── SUPPLIED RECORDS ──

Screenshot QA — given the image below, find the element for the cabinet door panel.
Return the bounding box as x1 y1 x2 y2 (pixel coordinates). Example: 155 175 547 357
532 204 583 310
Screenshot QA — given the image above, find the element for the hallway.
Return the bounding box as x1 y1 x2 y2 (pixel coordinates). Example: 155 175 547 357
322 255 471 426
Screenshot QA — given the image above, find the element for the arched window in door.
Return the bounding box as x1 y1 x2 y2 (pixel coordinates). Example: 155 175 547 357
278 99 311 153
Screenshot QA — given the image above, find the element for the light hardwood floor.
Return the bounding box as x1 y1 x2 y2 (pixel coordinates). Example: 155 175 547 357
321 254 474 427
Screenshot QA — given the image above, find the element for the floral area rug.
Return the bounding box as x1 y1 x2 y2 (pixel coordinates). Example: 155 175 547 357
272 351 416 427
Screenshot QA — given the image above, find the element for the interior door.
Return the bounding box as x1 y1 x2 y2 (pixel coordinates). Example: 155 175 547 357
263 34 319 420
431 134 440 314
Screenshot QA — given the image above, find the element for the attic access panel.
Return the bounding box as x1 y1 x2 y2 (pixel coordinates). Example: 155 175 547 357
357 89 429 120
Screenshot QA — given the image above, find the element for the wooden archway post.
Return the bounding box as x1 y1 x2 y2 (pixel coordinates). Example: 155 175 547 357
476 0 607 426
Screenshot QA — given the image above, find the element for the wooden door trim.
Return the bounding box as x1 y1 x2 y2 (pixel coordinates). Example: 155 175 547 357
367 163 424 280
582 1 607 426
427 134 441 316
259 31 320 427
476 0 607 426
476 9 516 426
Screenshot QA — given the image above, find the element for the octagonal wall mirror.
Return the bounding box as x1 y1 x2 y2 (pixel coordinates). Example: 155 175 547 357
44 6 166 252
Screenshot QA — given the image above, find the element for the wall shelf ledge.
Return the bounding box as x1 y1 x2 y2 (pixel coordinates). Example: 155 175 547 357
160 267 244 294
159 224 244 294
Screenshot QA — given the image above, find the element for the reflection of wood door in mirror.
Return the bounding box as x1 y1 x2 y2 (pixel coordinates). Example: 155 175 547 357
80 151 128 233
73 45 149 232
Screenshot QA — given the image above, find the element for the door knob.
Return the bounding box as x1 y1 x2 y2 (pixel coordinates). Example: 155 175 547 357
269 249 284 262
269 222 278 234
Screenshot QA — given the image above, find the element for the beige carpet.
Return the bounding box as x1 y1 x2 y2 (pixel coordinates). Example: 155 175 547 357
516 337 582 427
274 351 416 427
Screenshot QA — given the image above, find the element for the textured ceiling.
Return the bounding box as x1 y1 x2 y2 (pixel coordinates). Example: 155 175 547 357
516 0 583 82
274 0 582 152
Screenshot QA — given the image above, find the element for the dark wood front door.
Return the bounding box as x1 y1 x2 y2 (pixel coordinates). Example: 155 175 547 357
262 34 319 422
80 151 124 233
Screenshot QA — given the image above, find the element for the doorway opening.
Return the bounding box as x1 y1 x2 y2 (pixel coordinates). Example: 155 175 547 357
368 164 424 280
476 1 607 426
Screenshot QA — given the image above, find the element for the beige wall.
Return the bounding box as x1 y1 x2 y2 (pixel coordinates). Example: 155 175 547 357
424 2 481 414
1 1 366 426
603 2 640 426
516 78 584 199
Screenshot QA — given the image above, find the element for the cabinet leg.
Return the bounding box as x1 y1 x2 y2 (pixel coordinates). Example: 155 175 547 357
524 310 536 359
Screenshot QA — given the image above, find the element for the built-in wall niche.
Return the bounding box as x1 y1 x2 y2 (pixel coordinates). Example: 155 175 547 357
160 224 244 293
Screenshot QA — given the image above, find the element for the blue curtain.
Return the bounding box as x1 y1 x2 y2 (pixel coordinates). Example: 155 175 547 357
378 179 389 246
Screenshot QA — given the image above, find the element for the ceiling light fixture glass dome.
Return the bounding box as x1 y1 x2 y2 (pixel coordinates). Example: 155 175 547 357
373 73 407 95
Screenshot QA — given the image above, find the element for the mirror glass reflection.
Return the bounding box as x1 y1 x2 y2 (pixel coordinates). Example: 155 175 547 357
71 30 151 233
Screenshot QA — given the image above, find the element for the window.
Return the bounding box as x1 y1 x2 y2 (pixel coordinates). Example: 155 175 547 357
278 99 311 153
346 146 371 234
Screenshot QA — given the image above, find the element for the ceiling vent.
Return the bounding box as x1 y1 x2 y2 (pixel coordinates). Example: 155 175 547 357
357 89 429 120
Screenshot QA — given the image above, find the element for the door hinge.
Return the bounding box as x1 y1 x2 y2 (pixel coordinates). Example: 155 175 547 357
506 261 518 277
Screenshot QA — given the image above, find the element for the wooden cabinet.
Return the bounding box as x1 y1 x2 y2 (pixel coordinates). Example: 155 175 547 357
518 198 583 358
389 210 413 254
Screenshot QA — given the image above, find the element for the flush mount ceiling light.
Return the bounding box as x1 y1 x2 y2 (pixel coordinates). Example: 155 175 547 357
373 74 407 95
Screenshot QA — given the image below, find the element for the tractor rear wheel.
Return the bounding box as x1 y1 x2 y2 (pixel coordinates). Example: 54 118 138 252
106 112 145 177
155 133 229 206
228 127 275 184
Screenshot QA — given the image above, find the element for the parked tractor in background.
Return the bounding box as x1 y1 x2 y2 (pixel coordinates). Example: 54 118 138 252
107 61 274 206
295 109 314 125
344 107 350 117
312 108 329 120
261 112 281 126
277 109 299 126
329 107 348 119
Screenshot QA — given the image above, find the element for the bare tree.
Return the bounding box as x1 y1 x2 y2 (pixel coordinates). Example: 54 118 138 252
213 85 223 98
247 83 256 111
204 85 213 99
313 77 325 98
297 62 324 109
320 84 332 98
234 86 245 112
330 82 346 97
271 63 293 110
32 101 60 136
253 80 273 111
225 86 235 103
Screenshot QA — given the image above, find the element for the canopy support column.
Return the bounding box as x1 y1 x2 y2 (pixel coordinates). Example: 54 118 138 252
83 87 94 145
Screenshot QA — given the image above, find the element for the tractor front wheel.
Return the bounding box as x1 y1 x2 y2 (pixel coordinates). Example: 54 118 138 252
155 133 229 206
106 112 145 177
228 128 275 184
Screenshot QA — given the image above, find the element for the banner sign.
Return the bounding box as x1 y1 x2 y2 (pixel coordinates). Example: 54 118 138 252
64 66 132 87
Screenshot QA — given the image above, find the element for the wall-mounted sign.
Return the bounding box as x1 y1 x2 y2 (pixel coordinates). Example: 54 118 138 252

───

## [WHAT THE TASK REQUIRES]
Copy out all of the items above without changing anything.

## [WRITTEN SOLUTION]
Screenshot QA — given the image below, find the element for the cabinet door panel.
Return the bounding box as x1 y1 x2 y2 (pixel coordinates). Example: 155 175 547 357
532 204 583 310
Screenshot QA — given the image above, find the element for the hallway.
Return the bounding box as x1 y1 x2 y2 (pixel coordinates). Example: 155 175 547 357
322 255 471 426
Screenshot QA — given the image above, find the element for the arched window in door.
Return the bounding box as x1 y1 x2 y2 (pixel coordinates). Example: 155 175 547 357
278 99 311 153
Screenshot QA — given the image above, find the element for the light hardwood floor.
Return the bounding box as x1 y1 x2 y2 (pixel coordinates). Example: 155 175 547 357
321 254 474 427
Screenshot QA — given the image above, find the element for the floral area rug.
Return the bounding box as x1 y1 x2 y2 (pixel coordinates). Example: 155 175 547 357
272 351 416 427
Screenshot QA — given the image above, find the element for the interior door.
Return the bounding box as x1 y1 x2 y2 (pixel coordinates). Example: 155 175 547 357
263 34 319 420
431 134 440 314
Screenshot QA — given the image above, find the element for the attic access panel.
Return the bounding box as x1 y1 x2 y2 (pixel coordinates). Example: 155 175 547 357
357 89 429 120
Screenshot QA — given the image above, find the element for the wooden archway post.
Return the bounding box as x1 y1 x2 y2 (pixel coordinates). Example: 155 175 547 357
476 0 607 426
Screenshot QA — given the image above, find the element for the wooden door trim.
Return the bounding box as x1 y1 x2 y2 (pixel coordinates). Example: 155 175 547 357
367 163 424 280
582 1 607 426
427 134 441 316
259 31 320 427
476 0 607 426
476 9 516 426
Screenshot QA — given the image above, find the element for the octagonal wall mirror.
Return the bounding box as x1 y1 x2 y2 (pixel coordinates). Example: 155 175 547 357
44 6 166 252
Screenshot QA — given the image above, find the element for the wall shelf ledge.
Return the bounding box as x1 y1 x2 y2 (pixel coordinates). Example: 155 175 547 357
160 267 244 294
159 224 244 294
Screenshot QA — given the image above, find the element for the reflection of wood door in mirror.
Return the bounding box as x1 y1 x2 y2 (pixel coordinates). Example: 155 175 547 357
80 151 128 233
73 45 149 232
Screenshot QA — given the image above, find the element for the door knob.
Return the bounding box as x1 y1 x2 y2 (pixel coordinates). Example: 155 175 547 357
269 249 284 262
269 222 278 234
Screenshot QA — given the image above, find the element for the beige carpet.
Return the bounding box as x1 y1 x2 y2 (pixel coordinates). Example: 155 175 547 357
516 337 582 427
274 351 416 427
Screenshot QA — given the image above, find the element for the textured ceiling.
Return the bounding box as x1 y1 x2 y2 (pixel coordinates). Example: 155 175 547 357
516 0 583 82
274 0 582 152
Screenshot QA — given the image above, find the element for the dark wood front door.
Return the bounding box as x1 y1 x2 y2 (pixel coordinates). Example: 155 175 547 357
262 34 319 422
80 151 124 233
Screenshot QA — given the image above, find the element for the doorway opening.
Return the bounding box as x1 y1 x2 y2 (pixel coordinates). Example: 155 175 547 357
368 164 424 280
476 1 607 426
Screenshot QA — given the image above, find the element for the beige wall.
Return the bounding box as x1 y1 x2 y2 (pixel coordinates). Example: 155 175 547 357
424 2 481 414
1 1 366 426
603 2 640 426
516 78 584 199
Screenshot QA — given the image above, find the element for the cabinet leg.
Return the bounding box as x1 y1 x2 y2 (pixel coordinates). Example: 155 175 547 357
524 310 536 359
Screenshot QA — given the image above, find the element for the built-in wall niche.
Return the bounding box as x1 y1 x2 y2 (pixel coordinates). Example: 155 175 547 357
160 224 244 293
Screenshot QA — given the image above, find the element for the blue curtain.
Return the bounding box as x1 y1 x2 y2 (pixel coordinates). Example: 155 175 547 357
378 179 389 246
Screenshot QA — given the image above, find the element for the ceiling light fixture glass dome.
Return the bounding box as x1 y1 x2 y2 (pixel coordinates). Example: 155 175 547 357
373 73 407 95
Screenshot QA — given the image above, find the element for the mirror glass reflection.
Return the bounding box as x1 y1 x2 y2 (pixel coordinates). Example: 155 175 547 357
71 30 151 233
Screenshot QA — given the image above, find the element for the window.
Return the bounding box as x1 y1 x2 y2 (pixel coordinates). Example: 155 175 547 357
278 99 311 153
346 146 371 234
Screenshot QA — given the image above, find the element for the ceiling vent.
Return the bounding box as x1 y1 x2 y2 (pixel coordinates). Example: 155 175 547 357
357 89 429 120
Screenshot QA — given the image above, find the element for the door hinge.
Return the bounding box as x1 y1 x2 y2 (pixel coordinates). Example: 155 175 547 357
506 261 518 277
Screenshot QA — given the image above, find the element for the wooden cabinet.
Return the bounding box as x1 y1 x2 y2 (pixel coordinates). Example: 155 175 547 357
518 198 583 358
389 210 413 254
Screenshot QA — given the image above, find the element for the flush mount ceiling light.
Return the bounding box as x1 y1 x2 y2 (pixel coordinates). Example: 155 175 547 357
373 74 407 95
Screenshot QA — given the image below, find the element for the tractor rear wheel.
Return the bounding box as x1 y1 x2 y2 (pixel coordinates). Example: 54 118 138 252
106 112 145 177
155 133 229 206
228 127 275 184
Screenshot QA — given the image above, find the element for the parked tractor in background.
Return the bounding box as x1 y1 x2 y2 (pixel coordinates). Example: 54 118 138 252
107 61 274 206
295 109 314 125
344 107 350 117
312 108 329 120
261 112 281 126
277 109 299 126
329 107 348 119
Screenshot QA — given the image above, find the element for the bare tree.
Return the bounding box as x1 y1 x2 y2 (pixel coordinates). Example: 54 118 138 252
213 85 223 98
247 83 256 111
204 85 213 99
313 77 325 98
297 62 324 109
320 84 332 98
234 86 245 112
330 82 346 97
271 63 293 110
32 101 60 136
253 80 273 111
225 86 235 103
Screenshot QA — given the image above, find the element for the canopy support column.
Return the bounding box as x1 y1 x2 y2 (pixel coordinates). Example: 54 118 138 252
83 87 94 145
Screenshot QA — given the image above, find the element for the tractor front wheel.
Return the bounding box as x1 y1 x2 y2 (pixel coordinates). Example: 54 118 138 252
155 133 229 206
106 112 145 177
228 128 275 184
Screenshot QA — given the image above, find the element for the banner sign.
Return the bounding box as x1 y1 x2 y2 (pixel coordinates). Example: 54 118 138 252
64 66 132 87
Screenshot QA — given the image above, find the element for the wall-mounted sign.
Return the bounding box as x1 y1 x2 y2 (pixel coordinates). Example: 54 118 138 252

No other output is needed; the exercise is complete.